## [FRAGMENTO FUENTE]
########

Es este juego con la realidad y la ficción uno de los grandes atractivos de la novela. De hecho, los personajes históricos se mezclan con los ficticios, pugnando en credibilidad con tipos con los que podemos cruzarnos por la calle o por la Biblioteca Nacional, entre los que hace un cameo el propio Pérez Reverte. No parece tampoco del todo inventado el protagonista Erasmo López de Mendoza, que presenta sospechosas coincidencias con el coautor Francisco Mendoza, hasta el punto de que quienes lo conocemos acabemos preguntándonos si no debiera figurar como actor; caracterizado, claro está, detrás de ciertas licencias literarias. Y esta sospecha nos empuja a buscar otros parecidos, lo que incrementa el número de novelas que hay dentro de la novela y el número de tesoros que buscar más allá de los manuscritos que aparecen y vuelven a esfumarse.

########

Registros de un conjunto de datos
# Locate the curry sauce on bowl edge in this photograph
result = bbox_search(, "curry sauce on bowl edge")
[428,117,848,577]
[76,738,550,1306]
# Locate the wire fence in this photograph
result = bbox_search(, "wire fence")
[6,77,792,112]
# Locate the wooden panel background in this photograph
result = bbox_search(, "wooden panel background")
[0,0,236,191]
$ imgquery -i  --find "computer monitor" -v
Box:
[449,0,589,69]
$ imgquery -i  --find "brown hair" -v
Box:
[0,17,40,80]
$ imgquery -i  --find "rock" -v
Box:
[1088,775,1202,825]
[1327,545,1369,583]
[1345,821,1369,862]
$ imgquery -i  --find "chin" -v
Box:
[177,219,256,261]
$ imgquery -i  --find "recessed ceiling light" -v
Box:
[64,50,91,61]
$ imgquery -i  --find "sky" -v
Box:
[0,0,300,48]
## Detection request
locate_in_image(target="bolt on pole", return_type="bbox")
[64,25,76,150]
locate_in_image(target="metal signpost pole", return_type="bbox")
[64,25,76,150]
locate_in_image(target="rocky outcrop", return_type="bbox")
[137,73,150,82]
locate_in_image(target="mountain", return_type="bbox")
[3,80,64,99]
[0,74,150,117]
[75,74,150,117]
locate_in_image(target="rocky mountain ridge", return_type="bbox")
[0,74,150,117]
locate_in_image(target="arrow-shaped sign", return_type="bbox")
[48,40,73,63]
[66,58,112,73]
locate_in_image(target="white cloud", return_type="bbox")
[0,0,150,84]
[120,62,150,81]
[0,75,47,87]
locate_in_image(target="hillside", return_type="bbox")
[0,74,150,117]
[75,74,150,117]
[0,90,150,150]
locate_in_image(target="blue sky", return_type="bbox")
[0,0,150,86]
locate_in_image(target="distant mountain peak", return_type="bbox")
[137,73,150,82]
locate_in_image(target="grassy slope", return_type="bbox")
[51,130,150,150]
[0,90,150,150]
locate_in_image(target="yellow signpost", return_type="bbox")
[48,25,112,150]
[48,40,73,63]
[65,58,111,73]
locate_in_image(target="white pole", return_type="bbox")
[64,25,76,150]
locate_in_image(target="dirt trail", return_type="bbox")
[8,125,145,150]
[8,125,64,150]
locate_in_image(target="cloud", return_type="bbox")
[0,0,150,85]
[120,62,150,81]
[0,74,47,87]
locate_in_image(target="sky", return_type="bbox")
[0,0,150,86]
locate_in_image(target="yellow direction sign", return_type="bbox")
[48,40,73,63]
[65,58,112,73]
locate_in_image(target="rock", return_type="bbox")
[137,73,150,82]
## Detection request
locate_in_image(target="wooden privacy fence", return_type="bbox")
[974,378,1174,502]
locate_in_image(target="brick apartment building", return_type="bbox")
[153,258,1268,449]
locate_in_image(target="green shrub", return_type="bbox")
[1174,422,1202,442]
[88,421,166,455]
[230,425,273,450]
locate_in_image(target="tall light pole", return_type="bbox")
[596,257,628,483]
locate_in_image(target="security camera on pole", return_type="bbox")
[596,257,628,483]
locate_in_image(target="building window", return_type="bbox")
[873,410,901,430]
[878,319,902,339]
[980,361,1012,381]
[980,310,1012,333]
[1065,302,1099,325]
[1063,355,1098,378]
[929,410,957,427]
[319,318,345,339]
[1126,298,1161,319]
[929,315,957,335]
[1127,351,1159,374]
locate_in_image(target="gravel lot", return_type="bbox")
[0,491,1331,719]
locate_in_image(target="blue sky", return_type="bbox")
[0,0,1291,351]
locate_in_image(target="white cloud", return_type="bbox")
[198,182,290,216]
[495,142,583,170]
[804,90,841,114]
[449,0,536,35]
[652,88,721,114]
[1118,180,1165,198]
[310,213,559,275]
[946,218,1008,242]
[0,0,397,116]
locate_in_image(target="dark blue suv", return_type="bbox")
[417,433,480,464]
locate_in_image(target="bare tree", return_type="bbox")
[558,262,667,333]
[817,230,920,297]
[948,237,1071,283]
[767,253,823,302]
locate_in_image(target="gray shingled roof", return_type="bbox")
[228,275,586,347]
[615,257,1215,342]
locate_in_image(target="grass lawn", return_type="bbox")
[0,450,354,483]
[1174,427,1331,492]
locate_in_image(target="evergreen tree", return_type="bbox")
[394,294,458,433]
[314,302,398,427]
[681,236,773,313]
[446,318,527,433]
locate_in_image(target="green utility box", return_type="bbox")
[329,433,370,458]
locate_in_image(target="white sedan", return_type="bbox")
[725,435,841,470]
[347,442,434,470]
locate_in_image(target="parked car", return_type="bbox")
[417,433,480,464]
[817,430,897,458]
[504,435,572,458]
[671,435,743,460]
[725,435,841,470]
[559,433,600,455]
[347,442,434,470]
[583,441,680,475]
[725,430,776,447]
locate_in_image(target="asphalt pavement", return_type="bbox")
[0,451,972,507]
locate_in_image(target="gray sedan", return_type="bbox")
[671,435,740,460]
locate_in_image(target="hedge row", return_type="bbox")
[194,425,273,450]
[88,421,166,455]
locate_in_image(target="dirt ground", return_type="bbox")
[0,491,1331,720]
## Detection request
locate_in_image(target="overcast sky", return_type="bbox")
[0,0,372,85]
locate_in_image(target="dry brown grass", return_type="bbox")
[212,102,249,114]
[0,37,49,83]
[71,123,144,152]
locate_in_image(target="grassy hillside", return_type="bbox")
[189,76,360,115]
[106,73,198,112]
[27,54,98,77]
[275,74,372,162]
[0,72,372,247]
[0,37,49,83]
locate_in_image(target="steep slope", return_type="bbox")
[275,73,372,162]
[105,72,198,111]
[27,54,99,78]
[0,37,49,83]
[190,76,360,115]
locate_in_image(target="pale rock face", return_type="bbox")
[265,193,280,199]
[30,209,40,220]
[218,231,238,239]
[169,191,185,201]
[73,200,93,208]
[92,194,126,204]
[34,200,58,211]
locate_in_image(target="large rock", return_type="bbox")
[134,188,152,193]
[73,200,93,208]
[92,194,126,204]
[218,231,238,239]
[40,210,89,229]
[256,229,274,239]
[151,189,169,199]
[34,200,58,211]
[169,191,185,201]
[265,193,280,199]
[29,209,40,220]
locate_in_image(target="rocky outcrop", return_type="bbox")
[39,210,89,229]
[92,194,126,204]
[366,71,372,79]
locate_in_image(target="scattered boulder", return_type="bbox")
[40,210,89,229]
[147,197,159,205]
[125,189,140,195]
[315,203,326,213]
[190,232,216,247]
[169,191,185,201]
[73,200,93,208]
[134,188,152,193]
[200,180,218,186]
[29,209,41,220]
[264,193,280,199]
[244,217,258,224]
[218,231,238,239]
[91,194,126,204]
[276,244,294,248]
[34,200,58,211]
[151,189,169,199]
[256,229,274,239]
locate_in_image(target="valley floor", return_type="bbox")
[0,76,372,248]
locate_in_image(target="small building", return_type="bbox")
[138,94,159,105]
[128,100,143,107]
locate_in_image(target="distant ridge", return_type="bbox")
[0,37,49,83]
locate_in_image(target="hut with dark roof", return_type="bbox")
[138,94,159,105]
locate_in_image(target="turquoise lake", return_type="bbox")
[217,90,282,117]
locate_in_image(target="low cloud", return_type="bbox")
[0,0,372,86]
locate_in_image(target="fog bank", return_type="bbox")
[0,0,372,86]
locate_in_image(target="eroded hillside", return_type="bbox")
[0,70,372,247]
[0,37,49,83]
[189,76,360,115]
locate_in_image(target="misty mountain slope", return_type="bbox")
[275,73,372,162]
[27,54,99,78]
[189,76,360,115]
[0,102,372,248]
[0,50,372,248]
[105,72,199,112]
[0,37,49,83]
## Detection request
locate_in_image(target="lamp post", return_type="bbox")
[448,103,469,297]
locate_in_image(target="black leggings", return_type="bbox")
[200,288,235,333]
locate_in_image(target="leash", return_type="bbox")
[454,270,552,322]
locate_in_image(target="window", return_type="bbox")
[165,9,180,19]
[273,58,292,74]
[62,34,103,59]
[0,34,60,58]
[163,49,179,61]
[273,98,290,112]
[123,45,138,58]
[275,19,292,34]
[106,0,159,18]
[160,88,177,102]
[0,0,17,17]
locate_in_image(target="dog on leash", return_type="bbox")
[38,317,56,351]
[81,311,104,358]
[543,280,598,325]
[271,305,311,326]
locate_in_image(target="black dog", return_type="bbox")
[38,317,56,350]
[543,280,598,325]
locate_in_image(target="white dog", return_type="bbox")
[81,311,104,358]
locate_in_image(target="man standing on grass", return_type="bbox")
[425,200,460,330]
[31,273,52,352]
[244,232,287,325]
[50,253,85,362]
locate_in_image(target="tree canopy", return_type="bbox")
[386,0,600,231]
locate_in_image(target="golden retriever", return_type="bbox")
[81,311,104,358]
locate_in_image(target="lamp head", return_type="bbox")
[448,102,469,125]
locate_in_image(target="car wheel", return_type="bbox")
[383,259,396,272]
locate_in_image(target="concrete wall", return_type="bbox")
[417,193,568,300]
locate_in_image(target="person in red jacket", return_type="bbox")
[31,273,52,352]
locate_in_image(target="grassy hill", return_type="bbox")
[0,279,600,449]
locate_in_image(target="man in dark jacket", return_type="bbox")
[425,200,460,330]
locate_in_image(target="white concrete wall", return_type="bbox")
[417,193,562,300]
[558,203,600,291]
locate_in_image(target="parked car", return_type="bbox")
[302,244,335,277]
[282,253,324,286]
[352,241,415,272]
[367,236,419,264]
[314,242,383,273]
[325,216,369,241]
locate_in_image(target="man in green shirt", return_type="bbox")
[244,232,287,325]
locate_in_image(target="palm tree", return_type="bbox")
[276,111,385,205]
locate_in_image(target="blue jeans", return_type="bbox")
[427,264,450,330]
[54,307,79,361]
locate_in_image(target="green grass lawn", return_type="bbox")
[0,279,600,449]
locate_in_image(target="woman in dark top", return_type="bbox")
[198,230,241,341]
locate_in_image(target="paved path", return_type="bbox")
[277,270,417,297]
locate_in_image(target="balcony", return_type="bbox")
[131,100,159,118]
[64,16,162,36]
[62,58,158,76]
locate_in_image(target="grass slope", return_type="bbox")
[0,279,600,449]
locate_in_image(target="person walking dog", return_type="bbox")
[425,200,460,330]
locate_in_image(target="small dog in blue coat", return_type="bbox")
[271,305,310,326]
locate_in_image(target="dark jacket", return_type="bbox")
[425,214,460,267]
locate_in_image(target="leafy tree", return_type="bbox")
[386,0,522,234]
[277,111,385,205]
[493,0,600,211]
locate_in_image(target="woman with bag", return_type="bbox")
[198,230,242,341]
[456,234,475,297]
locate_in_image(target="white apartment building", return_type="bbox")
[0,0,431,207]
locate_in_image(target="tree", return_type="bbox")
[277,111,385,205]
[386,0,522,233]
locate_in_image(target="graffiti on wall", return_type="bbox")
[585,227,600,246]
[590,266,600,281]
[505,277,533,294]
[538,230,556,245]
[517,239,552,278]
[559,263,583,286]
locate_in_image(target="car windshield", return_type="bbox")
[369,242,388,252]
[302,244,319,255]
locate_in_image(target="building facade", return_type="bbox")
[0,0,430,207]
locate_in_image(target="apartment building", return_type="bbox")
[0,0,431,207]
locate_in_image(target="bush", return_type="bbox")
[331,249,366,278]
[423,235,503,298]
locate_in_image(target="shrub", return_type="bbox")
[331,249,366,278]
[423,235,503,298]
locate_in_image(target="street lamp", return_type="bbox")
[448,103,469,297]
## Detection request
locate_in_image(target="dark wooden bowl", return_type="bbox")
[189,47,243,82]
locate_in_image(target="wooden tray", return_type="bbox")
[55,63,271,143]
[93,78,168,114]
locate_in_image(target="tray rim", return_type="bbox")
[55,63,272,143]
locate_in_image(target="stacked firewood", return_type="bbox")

########

## [TAREA]
Prosigue el fragmento sobre la novela a partir de su última frase.

## [RESPUESTA]
No sé si el club de fans de Lope de Vega terminará protestando por el papel que le toca jugar en la trama al Fénix de los Ingenios o si los expertos en bibliofilia disfrutarán de una lectura añadida enmendándole la plana en minúsculos detalles al documentador. El caso es que la novela avanza con una eficacia de best-seller, en alas de una prosa que cambia con la voz de quien la enuncia, sin perder rigor ni sonoridad. Se me ocurre que ahora averiguaremos si Follet y Pérez Reverte estaban en lo cierto o se les olvidó mencionar algún ingrediente para que la fórmula funcionase.
ELOY M. CEBRIÁN Y FRANCISCO MENDOZA: Madrid 1605. Algaida, Sevilla, 2012

Canción errónea



Unos meses antes de su muerte, el poeta Ángel González me comentó que se sentía desconectado del mundo. No sé si fueron las palabras exactas, pero el sentido era este: que sentía que entre el mundo y él se abría una zanja ya insalvable. E identificaba este sentimiento con la pura vejez. Se han reavivado en mi memoria aquellas palabras leyendo el libro Canción errónea, de Antonio Gamoneda. Y es curioso, porque entre ambos parece que había abierta también una zanja insalvable. Al menos, muchos amigos de González interpretaron que Gamoneda lo menospreció cuando, nada más conocerse la noticia del fallecimiento, hizo una primera valoración pública sobre su paisano (ambos habían nacido en Oviedo y ambos se alejaron pronto de la capital asturiana). Prácticamente los mismos amigos de González volvieron a cargar sobre Gamoneda al año siguiente, cuando volvieron a interpretar que menospreciaba esta vez al recién fallecido Mario Benedetti.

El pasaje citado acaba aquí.